▸ The task:
Reproduce, word for word, the part of the records that opens with their first line and closes with the line containing "401H554L546 373L525 365L507".

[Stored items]
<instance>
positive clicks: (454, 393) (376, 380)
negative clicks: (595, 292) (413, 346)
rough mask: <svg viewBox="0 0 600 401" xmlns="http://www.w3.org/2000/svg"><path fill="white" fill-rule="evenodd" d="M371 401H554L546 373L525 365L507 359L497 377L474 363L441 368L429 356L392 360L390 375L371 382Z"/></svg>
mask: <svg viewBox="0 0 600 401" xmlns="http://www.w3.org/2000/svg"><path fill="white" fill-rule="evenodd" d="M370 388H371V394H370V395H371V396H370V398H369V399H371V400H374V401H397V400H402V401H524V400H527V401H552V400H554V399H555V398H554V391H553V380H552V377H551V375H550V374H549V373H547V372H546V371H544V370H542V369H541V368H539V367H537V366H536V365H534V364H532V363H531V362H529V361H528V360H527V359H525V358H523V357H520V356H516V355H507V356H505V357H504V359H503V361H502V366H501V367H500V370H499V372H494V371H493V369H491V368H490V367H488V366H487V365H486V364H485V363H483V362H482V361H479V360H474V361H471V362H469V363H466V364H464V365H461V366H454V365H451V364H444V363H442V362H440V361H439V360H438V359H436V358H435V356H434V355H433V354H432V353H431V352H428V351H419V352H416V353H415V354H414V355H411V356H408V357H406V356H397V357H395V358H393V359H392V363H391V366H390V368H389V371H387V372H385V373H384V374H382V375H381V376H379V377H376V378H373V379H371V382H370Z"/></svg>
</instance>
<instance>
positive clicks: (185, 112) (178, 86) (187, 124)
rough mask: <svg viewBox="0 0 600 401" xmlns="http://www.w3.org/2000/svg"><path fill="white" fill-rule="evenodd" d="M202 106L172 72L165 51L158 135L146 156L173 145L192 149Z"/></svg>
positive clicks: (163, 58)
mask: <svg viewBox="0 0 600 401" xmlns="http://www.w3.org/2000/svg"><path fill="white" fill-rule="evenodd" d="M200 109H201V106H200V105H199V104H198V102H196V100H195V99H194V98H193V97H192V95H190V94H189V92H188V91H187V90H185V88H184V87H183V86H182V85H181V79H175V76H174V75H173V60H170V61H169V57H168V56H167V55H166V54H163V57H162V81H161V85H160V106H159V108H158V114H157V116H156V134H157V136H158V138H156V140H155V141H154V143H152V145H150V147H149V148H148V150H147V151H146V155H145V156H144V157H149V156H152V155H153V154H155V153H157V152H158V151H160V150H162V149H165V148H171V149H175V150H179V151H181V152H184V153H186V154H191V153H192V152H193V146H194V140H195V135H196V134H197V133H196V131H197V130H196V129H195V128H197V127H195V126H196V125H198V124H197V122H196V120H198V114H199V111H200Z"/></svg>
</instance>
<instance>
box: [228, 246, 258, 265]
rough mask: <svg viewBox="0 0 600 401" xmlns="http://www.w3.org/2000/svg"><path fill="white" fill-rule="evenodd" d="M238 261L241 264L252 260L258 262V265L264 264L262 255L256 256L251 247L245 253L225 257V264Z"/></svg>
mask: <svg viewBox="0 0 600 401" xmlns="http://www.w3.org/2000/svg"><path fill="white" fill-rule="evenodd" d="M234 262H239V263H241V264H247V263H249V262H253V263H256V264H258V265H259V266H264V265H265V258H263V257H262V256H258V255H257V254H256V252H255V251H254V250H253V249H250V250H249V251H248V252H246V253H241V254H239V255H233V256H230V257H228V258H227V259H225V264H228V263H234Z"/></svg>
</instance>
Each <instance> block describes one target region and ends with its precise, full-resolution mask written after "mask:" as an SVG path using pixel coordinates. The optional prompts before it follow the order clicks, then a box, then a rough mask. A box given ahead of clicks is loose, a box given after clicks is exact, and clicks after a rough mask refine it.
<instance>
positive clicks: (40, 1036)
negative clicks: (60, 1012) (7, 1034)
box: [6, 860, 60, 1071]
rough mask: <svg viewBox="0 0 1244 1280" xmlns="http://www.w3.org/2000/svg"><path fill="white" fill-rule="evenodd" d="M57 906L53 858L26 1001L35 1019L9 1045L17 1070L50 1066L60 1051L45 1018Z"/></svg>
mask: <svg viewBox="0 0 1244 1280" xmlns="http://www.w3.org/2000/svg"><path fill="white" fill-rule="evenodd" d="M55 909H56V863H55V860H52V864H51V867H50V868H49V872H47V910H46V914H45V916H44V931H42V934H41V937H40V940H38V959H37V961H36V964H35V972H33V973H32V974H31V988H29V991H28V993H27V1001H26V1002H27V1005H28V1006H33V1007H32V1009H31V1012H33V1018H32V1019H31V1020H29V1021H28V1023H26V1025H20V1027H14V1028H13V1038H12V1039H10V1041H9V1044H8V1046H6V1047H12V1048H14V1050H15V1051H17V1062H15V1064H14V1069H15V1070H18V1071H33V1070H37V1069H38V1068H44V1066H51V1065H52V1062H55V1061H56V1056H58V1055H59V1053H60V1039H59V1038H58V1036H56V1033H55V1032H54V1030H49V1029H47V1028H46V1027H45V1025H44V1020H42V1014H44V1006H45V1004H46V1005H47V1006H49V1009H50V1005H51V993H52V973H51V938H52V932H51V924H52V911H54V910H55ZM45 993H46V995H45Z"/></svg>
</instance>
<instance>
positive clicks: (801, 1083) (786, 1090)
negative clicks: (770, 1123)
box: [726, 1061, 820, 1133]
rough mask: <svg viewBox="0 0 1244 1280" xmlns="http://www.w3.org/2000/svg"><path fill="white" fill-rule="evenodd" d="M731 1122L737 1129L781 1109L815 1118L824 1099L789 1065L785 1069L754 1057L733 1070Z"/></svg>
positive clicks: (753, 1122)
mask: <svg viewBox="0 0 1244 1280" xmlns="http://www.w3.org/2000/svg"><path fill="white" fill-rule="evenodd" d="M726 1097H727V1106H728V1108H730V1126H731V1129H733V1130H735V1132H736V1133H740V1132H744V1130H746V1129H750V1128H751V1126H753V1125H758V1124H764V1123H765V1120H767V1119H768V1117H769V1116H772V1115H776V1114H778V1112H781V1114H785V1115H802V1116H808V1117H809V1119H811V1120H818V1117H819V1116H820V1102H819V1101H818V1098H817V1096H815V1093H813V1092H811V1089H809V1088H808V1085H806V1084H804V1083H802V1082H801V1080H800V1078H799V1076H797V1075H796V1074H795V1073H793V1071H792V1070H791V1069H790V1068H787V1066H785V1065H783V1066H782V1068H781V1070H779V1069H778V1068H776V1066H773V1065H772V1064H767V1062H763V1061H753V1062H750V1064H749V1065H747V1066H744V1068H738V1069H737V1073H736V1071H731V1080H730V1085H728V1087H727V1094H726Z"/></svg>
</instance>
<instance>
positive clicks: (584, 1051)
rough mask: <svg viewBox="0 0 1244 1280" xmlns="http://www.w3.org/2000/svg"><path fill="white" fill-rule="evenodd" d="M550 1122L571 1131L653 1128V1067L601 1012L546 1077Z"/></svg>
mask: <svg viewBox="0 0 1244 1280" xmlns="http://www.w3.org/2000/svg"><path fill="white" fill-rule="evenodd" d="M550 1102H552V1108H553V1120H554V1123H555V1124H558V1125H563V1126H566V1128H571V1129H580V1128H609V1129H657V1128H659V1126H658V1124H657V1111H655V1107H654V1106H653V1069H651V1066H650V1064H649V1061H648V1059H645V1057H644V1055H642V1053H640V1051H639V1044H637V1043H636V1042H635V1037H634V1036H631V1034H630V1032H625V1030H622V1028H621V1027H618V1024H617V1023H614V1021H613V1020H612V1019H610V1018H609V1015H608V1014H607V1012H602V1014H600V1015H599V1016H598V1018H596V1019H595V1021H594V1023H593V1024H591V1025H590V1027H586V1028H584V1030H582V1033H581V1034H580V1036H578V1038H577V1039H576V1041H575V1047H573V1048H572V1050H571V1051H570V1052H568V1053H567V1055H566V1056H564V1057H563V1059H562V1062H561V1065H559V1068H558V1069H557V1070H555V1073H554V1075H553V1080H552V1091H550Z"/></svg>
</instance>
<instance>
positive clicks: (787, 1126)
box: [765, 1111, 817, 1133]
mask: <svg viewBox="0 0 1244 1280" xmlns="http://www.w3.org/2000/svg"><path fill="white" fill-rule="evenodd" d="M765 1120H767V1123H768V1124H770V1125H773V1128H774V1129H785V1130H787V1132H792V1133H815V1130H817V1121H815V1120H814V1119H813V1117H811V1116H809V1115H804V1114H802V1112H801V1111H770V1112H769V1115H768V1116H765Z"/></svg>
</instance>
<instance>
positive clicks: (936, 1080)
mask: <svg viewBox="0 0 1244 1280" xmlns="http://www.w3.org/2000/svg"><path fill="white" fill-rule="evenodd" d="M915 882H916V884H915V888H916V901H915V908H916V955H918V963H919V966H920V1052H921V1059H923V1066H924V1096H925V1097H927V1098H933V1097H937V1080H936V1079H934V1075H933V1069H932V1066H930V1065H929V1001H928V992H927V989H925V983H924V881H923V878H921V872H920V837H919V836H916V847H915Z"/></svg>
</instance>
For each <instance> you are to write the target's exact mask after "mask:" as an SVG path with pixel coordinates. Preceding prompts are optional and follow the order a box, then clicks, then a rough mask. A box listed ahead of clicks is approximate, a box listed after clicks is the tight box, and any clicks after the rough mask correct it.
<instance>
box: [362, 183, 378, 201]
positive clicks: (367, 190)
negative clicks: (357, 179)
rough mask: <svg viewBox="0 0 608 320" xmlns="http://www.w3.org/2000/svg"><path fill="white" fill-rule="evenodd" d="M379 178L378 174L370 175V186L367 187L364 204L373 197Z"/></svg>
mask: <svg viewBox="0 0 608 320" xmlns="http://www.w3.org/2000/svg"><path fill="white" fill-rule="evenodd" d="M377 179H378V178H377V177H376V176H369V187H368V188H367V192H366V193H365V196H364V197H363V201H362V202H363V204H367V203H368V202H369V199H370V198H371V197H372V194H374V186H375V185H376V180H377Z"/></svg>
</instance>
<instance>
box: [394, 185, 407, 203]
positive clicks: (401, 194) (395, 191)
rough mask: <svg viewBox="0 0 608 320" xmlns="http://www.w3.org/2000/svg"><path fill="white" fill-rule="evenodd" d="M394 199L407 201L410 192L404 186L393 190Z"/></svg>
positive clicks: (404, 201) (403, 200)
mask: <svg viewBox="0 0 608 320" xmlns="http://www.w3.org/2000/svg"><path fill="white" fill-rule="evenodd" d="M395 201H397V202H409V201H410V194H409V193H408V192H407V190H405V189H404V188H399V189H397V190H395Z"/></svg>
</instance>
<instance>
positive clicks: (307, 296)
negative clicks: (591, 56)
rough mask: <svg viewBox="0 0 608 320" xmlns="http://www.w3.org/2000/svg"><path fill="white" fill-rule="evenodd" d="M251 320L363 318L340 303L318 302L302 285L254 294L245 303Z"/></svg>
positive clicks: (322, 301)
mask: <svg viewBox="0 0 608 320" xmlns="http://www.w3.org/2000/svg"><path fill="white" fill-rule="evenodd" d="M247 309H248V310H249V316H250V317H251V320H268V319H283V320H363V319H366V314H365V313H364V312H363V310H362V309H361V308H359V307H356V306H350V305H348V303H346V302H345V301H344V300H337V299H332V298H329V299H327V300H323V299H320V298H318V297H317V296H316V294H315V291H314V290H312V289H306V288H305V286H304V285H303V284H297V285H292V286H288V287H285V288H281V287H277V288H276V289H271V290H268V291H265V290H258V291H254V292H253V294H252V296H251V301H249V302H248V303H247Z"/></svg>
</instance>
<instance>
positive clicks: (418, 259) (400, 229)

▸ Task result:
<instance>
positive clicks: (454, 393) (376, 380)
negative clicks: (595, 292) (413, 346)
rough mask: <svg viewBox="0 0 600 401" xmlns="http://www.w3.org/2000/svg"><path fill="white" fill-rule="evenodd" d="M371 401H554L546 373L525 365L507 359L497 377L474 363L441 368L429 356L392 360L390 375L371 382Z"/></svg>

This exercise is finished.